(Dataset rows)
Begin
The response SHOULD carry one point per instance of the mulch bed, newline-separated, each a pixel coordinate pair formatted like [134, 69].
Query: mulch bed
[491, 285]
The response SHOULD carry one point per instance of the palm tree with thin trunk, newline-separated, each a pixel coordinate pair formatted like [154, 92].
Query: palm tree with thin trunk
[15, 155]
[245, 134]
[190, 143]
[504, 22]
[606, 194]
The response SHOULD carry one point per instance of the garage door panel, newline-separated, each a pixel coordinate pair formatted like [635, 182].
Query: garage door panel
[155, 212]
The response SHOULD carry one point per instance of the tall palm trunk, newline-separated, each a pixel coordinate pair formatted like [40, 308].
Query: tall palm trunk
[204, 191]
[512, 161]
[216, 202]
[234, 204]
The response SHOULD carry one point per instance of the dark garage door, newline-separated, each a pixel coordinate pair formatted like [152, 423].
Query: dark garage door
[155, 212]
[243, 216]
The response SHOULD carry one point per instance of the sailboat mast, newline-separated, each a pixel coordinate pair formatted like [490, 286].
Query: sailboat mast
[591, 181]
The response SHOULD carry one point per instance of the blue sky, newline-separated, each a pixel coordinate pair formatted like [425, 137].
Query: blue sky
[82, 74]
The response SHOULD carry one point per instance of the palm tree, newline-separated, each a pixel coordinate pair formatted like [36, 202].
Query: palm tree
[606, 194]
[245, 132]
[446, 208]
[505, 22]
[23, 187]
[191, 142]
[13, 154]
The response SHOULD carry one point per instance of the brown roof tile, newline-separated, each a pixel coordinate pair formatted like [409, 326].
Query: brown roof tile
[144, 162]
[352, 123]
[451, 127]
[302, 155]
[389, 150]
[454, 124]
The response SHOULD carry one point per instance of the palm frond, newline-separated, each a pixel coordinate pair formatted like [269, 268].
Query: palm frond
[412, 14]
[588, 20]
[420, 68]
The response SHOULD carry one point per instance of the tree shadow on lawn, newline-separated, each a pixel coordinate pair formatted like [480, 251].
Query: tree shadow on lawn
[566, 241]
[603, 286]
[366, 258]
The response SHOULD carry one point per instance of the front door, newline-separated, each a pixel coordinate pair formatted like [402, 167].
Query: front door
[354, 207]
End
Copy only this span: the line that contains "The response SHOULD carry one point per instance of the sailboat", the last line, and every line between them.

> **OUTPUT FOR THIS EXERCISE**
The response SHOULD carry one point per instance of the sailboat mast, newline-separated, each a pixel coordinate pair formatted like [490, 286].
Query: sailboat mast
[591, 181]
The response SHOULD carry one point per instance of the blue sky, newline-separated, each a pixel coordinate pair formatted like [425, 137].
Query: blue sky
[82, 74]
The response SHOULD carry one point per instance of the palm tree, newline-separated, each a pixel coordinate pair formatted like [36, 202].
Query: palm tree
[606, 194]
[245, 132]
[446, 208]
[505, 22]
[23, 187]
[191, 142]
[13, 154]
The response SHOULD carry one point per instance of the brown roof tile, newline-separated, each a pixel coordinate pair formatted like [409, 326].
Query: brown roof tile
[144, 162]
[352, 123]
[451, 127]
[302, 155]
[389, 150]
[454, 124]
The response SHOULD carry one point per instance of the palm frond, newline-separated, each a pixel coordinate pair formatted like [269, 268].
Query: palm frond
[412, 14]
[588, 20]
[420, 68]
The response SHOULD carry one point per instance of the tree shadow on lawn, newline-separated, each a pixel coordinate pair formatted like [480, 251].
Query: tree shadow on lawn
[566, 241]
[603, 286]
[366, 258]
The response SHOULD carry one point per instance of the front door, newline-separated, each a pixel coordinate pair formatted like [402, 167].
Query: front door
[354, 207]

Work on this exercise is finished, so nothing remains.